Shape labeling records
::::::::::
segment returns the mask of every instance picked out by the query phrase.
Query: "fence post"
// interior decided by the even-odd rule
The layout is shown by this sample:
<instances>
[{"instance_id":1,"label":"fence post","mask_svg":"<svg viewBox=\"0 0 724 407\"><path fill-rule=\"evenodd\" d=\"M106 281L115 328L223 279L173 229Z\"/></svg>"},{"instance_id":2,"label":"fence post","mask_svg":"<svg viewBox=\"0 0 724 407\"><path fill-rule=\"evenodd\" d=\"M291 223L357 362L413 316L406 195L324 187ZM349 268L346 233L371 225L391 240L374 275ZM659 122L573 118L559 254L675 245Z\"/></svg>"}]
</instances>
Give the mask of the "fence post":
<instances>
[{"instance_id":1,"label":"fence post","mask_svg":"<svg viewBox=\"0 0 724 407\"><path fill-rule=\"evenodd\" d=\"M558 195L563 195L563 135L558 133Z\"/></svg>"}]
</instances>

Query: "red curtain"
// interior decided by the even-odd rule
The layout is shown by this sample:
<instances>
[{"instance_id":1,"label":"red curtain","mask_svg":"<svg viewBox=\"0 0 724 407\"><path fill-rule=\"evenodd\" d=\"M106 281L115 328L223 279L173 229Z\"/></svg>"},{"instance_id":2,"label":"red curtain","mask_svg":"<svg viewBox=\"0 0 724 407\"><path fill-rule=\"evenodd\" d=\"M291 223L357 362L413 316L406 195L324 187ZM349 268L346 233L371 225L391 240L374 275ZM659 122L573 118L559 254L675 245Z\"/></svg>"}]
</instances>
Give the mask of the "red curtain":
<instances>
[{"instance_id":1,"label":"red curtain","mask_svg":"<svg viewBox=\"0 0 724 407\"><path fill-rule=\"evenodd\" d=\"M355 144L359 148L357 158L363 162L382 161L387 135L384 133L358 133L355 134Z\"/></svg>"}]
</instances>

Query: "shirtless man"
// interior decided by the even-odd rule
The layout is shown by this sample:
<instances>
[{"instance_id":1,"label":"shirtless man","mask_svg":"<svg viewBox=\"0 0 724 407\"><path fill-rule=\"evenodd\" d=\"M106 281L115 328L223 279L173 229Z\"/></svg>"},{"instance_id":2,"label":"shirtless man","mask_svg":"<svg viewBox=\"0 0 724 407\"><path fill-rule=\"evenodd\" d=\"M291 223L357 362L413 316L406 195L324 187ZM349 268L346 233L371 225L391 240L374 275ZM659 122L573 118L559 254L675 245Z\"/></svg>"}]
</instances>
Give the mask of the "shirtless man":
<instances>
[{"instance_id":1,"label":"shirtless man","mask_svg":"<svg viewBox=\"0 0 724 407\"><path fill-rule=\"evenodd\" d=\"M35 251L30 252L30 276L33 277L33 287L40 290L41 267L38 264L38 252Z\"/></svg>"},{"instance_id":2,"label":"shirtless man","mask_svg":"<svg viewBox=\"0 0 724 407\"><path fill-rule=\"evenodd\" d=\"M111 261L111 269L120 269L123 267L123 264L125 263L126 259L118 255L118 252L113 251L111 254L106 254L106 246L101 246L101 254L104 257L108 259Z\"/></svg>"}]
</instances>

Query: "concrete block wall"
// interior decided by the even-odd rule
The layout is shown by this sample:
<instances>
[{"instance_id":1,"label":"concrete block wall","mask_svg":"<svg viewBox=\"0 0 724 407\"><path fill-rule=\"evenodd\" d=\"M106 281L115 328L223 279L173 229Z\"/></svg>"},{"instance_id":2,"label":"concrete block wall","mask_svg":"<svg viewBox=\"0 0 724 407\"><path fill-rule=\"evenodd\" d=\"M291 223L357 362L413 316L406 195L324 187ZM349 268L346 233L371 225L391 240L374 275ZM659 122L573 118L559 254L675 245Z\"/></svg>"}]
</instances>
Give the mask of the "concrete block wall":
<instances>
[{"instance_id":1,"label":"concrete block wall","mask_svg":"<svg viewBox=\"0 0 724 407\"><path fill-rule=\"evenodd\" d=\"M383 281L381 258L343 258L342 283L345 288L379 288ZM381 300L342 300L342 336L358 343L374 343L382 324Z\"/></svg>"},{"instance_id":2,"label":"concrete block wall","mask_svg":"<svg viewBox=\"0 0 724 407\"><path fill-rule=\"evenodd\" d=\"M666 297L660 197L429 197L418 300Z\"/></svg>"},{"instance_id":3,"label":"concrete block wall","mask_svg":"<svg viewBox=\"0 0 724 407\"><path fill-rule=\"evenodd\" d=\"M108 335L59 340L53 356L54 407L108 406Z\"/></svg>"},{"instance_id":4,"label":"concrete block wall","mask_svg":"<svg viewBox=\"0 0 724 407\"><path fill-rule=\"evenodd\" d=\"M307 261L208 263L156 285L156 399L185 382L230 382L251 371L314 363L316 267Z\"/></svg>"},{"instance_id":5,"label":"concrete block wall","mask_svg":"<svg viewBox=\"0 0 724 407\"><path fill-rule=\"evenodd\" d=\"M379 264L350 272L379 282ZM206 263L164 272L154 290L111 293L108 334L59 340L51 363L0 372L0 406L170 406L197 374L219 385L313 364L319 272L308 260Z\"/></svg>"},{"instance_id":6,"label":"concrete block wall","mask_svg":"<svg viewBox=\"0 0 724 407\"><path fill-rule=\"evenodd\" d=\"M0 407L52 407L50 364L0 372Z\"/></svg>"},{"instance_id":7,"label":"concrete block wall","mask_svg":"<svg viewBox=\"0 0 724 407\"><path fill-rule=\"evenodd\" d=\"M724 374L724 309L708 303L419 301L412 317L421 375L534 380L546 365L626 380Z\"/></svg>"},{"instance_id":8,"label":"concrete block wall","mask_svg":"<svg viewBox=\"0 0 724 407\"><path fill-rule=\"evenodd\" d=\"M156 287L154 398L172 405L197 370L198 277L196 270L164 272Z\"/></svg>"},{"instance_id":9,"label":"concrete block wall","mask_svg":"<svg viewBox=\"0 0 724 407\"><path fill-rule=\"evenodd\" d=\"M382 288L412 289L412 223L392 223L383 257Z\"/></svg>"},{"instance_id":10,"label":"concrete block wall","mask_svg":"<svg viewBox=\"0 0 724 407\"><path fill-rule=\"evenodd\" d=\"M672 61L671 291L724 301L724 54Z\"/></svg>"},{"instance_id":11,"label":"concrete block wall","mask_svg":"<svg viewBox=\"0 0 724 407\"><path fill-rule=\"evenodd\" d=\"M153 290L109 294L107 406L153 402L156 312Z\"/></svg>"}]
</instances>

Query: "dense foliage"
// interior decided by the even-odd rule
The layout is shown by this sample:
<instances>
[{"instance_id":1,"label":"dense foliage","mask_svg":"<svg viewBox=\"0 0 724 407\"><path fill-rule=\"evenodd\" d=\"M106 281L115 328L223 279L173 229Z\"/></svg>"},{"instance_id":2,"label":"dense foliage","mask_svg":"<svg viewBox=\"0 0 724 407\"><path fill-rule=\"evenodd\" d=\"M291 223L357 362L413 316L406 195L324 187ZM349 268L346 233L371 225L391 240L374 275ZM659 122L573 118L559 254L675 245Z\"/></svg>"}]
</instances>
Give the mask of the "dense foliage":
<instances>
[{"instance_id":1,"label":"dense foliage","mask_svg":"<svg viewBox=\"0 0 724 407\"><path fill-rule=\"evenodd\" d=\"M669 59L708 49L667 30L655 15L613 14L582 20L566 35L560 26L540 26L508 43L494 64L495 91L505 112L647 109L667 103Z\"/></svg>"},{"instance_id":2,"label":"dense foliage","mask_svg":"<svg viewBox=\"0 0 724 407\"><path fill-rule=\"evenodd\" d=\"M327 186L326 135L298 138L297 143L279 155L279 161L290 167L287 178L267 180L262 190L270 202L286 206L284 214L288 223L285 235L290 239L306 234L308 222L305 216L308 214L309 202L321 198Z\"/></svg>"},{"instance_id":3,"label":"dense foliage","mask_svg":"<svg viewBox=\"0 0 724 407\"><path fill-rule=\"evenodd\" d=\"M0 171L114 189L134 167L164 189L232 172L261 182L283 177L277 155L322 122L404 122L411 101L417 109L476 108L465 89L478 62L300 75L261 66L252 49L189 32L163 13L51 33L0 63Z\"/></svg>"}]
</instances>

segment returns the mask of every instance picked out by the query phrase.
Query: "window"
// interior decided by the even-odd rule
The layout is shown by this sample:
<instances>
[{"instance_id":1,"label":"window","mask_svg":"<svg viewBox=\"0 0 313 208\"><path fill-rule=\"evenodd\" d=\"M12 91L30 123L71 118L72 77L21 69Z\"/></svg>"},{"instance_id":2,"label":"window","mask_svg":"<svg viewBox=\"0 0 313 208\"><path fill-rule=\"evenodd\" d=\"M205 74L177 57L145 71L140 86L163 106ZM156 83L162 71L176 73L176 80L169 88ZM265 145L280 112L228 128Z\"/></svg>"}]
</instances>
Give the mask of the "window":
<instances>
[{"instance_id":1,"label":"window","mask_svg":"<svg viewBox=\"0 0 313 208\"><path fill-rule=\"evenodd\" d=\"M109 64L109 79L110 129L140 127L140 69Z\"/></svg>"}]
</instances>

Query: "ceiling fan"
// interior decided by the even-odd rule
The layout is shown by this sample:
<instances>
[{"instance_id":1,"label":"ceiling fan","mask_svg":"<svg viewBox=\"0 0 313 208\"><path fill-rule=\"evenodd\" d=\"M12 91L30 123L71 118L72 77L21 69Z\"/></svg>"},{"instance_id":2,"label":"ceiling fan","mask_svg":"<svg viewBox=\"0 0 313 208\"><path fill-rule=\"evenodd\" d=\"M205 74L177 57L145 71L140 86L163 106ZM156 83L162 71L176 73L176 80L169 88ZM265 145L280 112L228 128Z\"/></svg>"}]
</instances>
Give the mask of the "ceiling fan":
::::::::::
Reproduce the material word for word, from its first line through the line containing "195L563 195L563 135L558", with that line included.

segment returns the mask of every instance picked out by the query phrase.
Query: "fence post"
// interior decided by the even-odd rule
The layout is shown by this sample:
<instances>
[{"instance_id":1,"label":"fence post","mask_svg":"<svg viewBox=\"0 0 724 407\"><path fill-rule=\"evenodd\" d=\"M106 281L115 328L223 279L173 229Z\"/></svg>"},{"instance_id":2,"label":"fence post","mask_svg":"<svg viewBox=\"0 0 724 407\"><path fill-rule=\"evenodd\" d=\"M291 223L357 362L413 316L406 195L324 187ZM349 268L346 233L371 225L391 240L374 275ZM659 122L573 118L559 254L675 245Z\"/></svg>"}]
</instances>
Give the mask of the "fence post":
<instances>
[{"instance_id":1,"label":"fence post","mask_svg":"<svg viewBox=\"0 0 724 407\"><path fill-rule=\"evenodd\" d=\"M558 195L563 195L563 135L558 133Z\"/></svg>"}]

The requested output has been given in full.